In January 1933, during the cabinet meeting, the subject was brought up. Ali Asghar Hekmat, the acting minister of the Ministry of Education stated the following words there:
Of course, there is no doubt on the thriving state and the glory of the capital, but the only obvious deficiency is that this city has no "university". It is a pity that this city lags far behind other great countries of the world.

His words had a profound impact on everyone in the meeting, resulting in the acceptance of the proposal. Thus allocating an initial budget of 250,000 Tomans, the Ministry of Education was authorized to find a suitable land for the establishment of the university and take necessary measures to construct the building as soon as possible.

Ali Asghar Hekmat in collaboration and consultation with Andre Godard, a French skillful architect – who was serving the Ministry of Education as an engineer, promptly began looking for a suitable location for the university grounds. By the orders of Reza Shah, the compound of Jalaliyeh garden, located north of the then Tehran between Amirabad village and Tehran's northern trench, was selected. This garden full of orchards was founded circa 1880s during the final years of Naser al-Din Shah Qajar, by the order of Prince Jalal ed-Dowleh.

The master plan of the campus buildings was drawn up by French architects Roland Dubrulle and Maxime Siroux, Swiss architect Alexandre Moser, as well as Andre Godard, Nicolai Markov and Mohsen Foroughi. The influences of early 20th century modernist architecture are today readily visible on the main campus grounds of the university.

The University of Tehran officially inaugurated in 1934. The Amir-abad (North Karegar) campus was added in 1945 after American troops left the property as World War II was coming to an end.

The university admitted women as students for the first time in 1937.

==Further growth and expansion==

After the 1940s, the university increasingly began moving away from the French influence and started modeling its structure and curricula after American universities. Many colleges and faculties were either assisted by academic institutions in the United States, or were directly led by American universities: The "Faculty of Agriculture" for example, was largely expanded with the assistance of Utah State University.

In 1954, the "Institute of Business Administration" (Mo'assaseh-ye olum-e edari) was established with the help of the University of Southern California, directed by Harry Marlow of USC, offering master's and PhD degrees. That institute is the current Tehran University Faculty of Management.

In 1958, the "Institute of Journalism" (Mo'asseseh-ye ruz-nameh negari) was founded with cooperation of James Wellard of the University of Virginia.

In 1965, a postdoctoral program of cytopathology was inaugurated with the assistance of Johns Hopkins University.

And in 1971, construction of a new building designed by Abdolaziz Farmanfarmayan was completed, which housed the university's main central library which today holds nearly 700,000 volumes, a large collection of Persian manuscripts, many of them unique, as well as 1800 periodicals from all over the world.

==Secession of the College of Medicine==
In 1986, by legislation of the National Parliament, the university's oversized College of Medicine separated into the independent Tehran University of Medical Sciences (TUMS), coming under the new Ministry of Health and Medical Education. The university (TUMS) is currently Iran's most prestigious medical school with 13,000 students.

Tehran University of Medical Sciences, however, publishes all its scientific research under the name "University of Tehran" and continues to enjoy close relations with Tehran University's main campus.

▶ **EXERCISE REQUIREMENTS**:
**a)** Repeat the University of Tehran history verbatim, starting at "In 1954, the" and ending at "Johns Hopkins University.".
**b)** Answer these questions from the University of Tehran history:
(i) What initial budget was allocated when the proposal for the university was accepted?
(ii) In what year did the university first admit women as students?
(iii) Which university assisted in the large expansion of the Faculty of Agriculture?

▶ **THE DATA**:
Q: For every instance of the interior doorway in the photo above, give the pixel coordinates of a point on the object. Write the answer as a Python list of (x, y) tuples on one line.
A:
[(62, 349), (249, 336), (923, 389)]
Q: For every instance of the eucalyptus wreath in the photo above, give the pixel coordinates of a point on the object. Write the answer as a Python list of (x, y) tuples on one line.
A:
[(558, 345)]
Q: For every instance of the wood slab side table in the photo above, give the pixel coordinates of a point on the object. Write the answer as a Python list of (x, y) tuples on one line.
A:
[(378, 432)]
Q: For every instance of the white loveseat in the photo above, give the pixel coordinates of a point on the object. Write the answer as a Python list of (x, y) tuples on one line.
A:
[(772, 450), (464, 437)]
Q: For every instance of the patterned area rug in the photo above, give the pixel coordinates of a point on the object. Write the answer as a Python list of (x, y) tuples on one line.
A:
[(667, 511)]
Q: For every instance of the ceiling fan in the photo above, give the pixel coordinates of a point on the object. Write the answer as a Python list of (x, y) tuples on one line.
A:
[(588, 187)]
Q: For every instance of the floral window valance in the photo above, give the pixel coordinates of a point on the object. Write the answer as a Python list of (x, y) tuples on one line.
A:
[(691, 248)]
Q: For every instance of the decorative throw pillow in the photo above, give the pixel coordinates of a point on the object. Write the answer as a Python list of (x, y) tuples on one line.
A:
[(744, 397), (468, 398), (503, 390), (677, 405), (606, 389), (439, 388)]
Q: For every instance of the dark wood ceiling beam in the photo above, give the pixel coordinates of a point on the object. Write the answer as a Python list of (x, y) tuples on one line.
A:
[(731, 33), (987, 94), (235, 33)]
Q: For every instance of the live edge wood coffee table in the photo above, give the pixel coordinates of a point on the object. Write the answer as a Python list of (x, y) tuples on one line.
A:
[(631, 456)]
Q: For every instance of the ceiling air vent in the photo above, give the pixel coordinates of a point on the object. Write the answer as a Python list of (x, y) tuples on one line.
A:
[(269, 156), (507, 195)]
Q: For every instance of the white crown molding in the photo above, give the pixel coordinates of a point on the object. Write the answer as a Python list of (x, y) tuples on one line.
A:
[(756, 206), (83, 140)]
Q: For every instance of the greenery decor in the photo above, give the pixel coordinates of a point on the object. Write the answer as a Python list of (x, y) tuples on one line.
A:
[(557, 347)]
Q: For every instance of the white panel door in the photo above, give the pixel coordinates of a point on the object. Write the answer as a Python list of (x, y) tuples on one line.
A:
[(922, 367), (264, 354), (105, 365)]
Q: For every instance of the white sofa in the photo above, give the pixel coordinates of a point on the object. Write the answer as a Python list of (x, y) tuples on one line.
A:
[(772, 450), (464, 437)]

▶ **ANSWERS TO THE EXERCISE**:
**a)**
In 1954, the "Institute of Business Administration" (Mo'assaseh-ye olum-e edari) was established with the help of the University of Southern California, directed by Harry Marlow of USC, offering master's and PhD degrees. That institute is the current Tehran University Faculty of Management.

In 1958, the "Institute of Journalism" (Mo'asseseh-ye ruz-nameh negari) was founded with cooperation of James Wellard of the University of Virginia.

In 1965, a postdoctoral program of cytopathology was inaugurated with the assistance of Johns Hopkins University.

**b)**
(i) 250,000 Tomans
(ii) 1937
(iii) Utah State University